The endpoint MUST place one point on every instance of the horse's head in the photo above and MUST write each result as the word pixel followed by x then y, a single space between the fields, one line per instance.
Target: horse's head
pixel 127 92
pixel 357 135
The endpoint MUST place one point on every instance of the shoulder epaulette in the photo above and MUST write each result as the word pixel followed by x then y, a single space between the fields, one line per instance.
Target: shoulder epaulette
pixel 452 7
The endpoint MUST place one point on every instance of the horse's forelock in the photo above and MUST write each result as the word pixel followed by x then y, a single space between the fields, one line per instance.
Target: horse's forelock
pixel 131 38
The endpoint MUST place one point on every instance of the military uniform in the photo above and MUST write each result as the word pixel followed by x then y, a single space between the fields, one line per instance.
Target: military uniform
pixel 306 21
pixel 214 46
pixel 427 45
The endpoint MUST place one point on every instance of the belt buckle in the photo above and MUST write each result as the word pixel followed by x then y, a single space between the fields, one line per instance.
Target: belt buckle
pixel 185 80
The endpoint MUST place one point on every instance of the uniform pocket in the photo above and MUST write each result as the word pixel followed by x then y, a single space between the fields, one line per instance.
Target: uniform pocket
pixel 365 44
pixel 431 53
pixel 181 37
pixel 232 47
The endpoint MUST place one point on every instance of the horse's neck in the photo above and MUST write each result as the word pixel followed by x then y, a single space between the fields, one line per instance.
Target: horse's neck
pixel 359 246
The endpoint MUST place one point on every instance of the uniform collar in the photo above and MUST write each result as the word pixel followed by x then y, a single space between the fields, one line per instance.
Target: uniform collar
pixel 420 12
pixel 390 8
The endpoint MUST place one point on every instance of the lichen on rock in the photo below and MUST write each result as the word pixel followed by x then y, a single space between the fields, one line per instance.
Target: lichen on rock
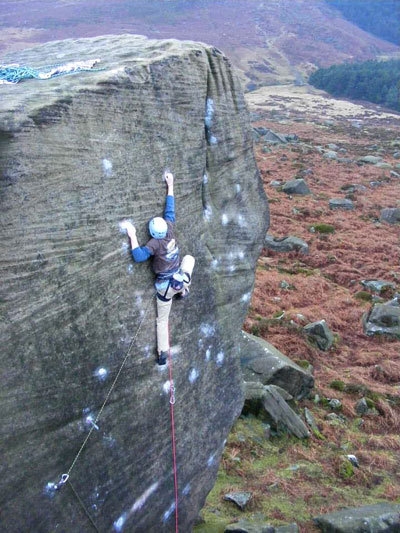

========================================================================

EXERCISE TASK =>
Set out every line of the entries above as a Markdown table with the columns Row and Line, numbering the rows in order and omitting blank lines. Leave the pictures out.

EXERCISE OUTPUT =>
| Row | Line |
|---|---|
| 1 | The endpoint MUST place one point on every instance of the horse's head in the photo above and MUST write each result as the word pixel followed by x then y, a single space between the fields, one line per instance. |
| 2 | Target: horse's head |
| 3 | pixel 127 92 |
| 4 | pixel 357 135 |
| 5 | The endpoint MUST place one point on every instance of the shoulder epaulette in the photo above and MUST write each result as the word pixel followed by x then y, a single space between the fields, one line per instance. |
| 6 | Target: shoulder epaulette |
| 7 | pixel 452 7 |
| 8 | The endpoint MUST place one point on every instance of the horse's forelock in the photo above and MUST write each result as the word pixel followed by x then y, a single space between the fields, one line per instance. |
| 9 | Target: horse's forelock |
| 10 | pixel 131 38 |
| 11 | The endpoint MUST place one point on every instance of the military uniform in the photo above and MUST write each result as the word pixel followed by x then y, a single space between the fields, one line per instance. |
| 12 | Target: military uniform |
| 13 | pixel 306 21 |
| 14 | pixel 214 46 |
| 15 | pixel 427 45 |
| 16 | The endpoint MUST place one point on every instance of the belt buckle in the photo above and MUST write each result as the word pixel followed by x then y, a single space between the fields, one line per instance. |
| 17 | Target: belt buckle |
| 18 | pixel 185 80 |
| 19 | The endpoint MUST place one point on every instance of the uniform pocket in the photo above and MUST write each result as the word pixel followed by x then y, a single space between the fields, one line per instance. |
| 20 | Target: uniform pocket |
| 21 | pixel 365 44 |
| 22 | pixel 431 53 |
| 23 | pixel 181 37 |
| 24 | pixel 232 47 |
| 25 | The endpoint MUST place one point on every instance of the horse's neck in the photo above and MUST write each result as the word pixel followed by x then y, a single space between the fields, one line per instance. |
| 26 | Target: horse's neck |
| 27 | pixel 359 246 |
| 28 | The endpoint MUST place one point on every instance of the uniform collar in the photo above and MUST write each result as the word pixel followed by x then y, a single space between the fields, one line per instance. |
| 29 | Target: uniform collar |
| 30 | pixel 420 12 |
| 31 | pixel 390 8 |
| 32 | The endpoint MUST place one point on every instance of the lichen on rock in the photo below and MUST write each result as the word pixel followed by x then y, a single space between the fields, one line per instance. |
| 33 | Target: lichen on rock |